* _Task prompt_: Pick out every line in the records below that contains the string "spike", and copy each one. Match case exactly.

Spatial annotation records:

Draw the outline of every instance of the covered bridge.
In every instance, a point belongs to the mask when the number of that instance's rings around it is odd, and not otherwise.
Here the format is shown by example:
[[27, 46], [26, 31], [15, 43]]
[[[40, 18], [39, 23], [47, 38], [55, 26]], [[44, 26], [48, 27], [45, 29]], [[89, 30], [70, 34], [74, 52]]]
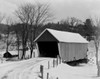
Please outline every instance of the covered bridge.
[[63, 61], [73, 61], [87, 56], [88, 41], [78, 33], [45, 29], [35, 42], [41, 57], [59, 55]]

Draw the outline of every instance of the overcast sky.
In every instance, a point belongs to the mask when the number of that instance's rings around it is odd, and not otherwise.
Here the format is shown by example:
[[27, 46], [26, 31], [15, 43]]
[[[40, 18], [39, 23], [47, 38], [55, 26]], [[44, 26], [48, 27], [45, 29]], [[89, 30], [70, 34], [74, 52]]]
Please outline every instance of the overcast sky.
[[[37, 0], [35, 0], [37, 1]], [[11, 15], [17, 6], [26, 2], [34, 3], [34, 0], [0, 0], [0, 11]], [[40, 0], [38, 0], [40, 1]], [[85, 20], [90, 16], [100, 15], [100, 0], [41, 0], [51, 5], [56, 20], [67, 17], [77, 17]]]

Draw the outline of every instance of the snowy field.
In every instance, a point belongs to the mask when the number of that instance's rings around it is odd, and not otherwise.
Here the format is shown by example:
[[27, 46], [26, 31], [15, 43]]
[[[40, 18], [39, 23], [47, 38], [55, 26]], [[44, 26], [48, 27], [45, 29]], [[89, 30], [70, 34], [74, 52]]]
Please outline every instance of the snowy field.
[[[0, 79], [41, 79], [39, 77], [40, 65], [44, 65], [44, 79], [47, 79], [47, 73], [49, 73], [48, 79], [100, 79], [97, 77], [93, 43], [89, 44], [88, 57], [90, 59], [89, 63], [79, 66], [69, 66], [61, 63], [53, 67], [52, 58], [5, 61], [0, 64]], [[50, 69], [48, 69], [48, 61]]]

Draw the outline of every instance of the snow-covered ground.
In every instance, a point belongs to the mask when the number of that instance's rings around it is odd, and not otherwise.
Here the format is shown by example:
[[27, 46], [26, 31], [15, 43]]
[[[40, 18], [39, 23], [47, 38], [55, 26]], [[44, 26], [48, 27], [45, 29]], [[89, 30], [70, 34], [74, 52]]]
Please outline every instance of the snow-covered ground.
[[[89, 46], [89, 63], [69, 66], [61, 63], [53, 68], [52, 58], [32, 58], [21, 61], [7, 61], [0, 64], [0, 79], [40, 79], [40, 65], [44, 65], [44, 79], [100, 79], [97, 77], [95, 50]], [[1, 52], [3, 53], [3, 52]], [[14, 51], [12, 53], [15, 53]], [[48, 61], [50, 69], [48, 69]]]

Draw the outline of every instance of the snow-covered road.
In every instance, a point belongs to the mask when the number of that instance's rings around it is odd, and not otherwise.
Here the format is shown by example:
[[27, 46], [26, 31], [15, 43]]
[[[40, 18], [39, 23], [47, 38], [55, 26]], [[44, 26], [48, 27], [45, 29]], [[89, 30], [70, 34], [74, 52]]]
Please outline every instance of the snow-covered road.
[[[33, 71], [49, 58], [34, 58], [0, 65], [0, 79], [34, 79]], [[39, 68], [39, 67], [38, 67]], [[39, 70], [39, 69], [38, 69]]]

...

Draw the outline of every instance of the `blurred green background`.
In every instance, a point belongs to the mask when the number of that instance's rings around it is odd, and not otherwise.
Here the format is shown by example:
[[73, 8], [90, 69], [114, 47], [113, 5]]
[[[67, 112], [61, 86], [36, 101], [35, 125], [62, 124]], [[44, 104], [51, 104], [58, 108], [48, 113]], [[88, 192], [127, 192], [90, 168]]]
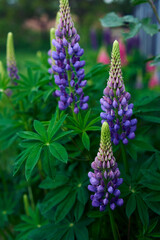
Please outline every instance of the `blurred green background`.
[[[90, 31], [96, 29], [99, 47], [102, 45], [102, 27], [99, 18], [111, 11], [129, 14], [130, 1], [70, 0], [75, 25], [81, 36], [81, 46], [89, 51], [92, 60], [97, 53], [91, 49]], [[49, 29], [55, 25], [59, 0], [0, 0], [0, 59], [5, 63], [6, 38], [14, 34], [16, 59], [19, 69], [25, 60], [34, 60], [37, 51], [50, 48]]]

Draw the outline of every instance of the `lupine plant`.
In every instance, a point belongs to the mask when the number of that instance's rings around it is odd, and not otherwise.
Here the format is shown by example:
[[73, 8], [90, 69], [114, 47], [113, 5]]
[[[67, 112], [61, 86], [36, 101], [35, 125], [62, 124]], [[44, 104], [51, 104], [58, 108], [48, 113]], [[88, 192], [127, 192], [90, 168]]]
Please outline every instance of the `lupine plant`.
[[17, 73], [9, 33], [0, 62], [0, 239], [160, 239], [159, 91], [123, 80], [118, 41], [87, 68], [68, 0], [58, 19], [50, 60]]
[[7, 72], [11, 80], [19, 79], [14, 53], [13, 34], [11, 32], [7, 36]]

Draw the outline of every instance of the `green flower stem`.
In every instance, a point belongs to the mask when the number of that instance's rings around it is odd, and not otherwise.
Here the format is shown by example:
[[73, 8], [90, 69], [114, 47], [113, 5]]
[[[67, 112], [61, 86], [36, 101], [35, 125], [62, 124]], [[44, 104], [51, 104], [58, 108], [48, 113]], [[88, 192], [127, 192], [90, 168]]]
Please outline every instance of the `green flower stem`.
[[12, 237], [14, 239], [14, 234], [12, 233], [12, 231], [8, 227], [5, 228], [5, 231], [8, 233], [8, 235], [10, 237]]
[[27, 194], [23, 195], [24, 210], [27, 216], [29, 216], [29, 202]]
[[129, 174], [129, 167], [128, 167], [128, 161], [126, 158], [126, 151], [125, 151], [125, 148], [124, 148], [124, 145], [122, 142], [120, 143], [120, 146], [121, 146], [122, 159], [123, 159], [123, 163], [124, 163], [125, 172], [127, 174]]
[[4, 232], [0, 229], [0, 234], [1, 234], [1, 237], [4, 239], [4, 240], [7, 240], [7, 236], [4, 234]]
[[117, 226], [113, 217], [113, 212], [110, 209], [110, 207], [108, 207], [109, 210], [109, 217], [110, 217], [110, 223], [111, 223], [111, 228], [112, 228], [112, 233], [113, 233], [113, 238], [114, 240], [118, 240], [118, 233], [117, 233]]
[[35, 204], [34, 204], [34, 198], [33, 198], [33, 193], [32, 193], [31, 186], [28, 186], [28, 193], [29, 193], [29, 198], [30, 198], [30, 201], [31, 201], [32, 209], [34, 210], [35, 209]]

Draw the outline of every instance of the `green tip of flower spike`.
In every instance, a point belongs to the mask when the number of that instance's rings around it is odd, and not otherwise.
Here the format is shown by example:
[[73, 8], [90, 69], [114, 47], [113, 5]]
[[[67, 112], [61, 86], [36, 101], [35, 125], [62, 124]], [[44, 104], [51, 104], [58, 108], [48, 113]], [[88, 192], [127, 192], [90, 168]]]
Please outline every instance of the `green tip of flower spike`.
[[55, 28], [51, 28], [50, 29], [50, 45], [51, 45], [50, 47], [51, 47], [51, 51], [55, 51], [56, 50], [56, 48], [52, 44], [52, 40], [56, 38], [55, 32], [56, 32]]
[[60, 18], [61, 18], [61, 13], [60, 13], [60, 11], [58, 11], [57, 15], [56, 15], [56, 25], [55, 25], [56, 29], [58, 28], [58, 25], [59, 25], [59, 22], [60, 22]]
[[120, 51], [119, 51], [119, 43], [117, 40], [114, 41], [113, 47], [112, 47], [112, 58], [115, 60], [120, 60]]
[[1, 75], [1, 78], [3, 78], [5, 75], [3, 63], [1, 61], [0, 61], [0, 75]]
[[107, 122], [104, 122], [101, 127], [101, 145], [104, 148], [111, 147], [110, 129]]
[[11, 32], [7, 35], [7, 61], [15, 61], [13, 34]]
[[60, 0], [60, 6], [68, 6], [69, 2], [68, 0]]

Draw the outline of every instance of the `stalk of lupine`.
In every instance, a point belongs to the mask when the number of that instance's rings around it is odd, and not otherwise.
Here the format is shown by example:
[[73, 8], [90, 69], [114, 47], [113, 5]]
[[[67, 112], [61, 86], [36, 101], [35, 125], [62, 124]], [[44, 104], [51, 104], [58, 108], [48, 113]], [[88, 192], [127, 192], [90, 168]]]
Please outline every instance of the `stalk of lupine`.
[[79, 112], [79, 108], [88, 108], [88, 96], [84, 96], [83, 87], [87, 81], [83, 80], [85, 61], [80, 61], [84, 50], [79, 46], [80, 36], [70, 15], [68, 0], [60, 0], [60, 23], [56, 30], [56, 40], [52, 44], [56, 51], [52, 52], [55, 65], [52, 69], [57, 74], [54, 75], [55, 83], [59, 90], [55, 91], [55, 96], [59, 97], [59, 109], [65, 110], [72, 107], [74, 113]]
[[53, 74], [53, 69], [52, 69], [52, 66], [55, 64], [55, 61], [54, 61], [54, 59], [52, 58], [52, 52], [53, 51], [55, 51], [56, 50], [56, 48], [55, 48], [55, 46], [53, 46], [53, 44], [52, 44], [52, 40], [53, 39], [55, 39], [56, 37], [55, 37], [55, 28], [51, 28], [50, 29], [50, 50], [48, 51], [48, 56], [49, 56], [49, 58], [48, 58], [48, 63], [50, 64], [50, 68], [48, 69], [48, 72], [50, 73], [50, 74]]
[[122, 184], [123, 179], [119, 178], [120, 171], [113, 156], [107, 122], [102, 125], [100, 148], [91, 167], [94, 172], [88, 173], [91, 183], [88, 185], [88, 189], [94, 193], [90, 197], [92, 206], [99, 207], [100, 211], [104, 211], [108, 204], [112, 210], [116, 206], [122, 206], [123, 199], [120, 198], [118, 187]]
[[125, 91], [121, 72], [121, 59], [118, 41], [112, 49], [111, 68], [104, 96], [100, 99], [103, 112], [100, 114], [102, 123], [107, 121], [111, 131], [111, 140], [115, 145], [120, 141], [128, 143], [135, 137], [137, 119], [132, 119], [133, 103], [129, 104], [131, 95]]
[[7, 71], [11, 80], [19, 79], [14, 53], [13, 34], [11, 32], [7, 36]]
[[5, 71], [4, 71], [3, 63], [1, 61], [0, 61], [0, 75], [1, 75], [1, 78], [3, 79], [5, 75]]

* _Task solution_:
Draw the outline of every instance of the `green tip of flower spike`.
Please outline every instance of the `green tip of flower spike`.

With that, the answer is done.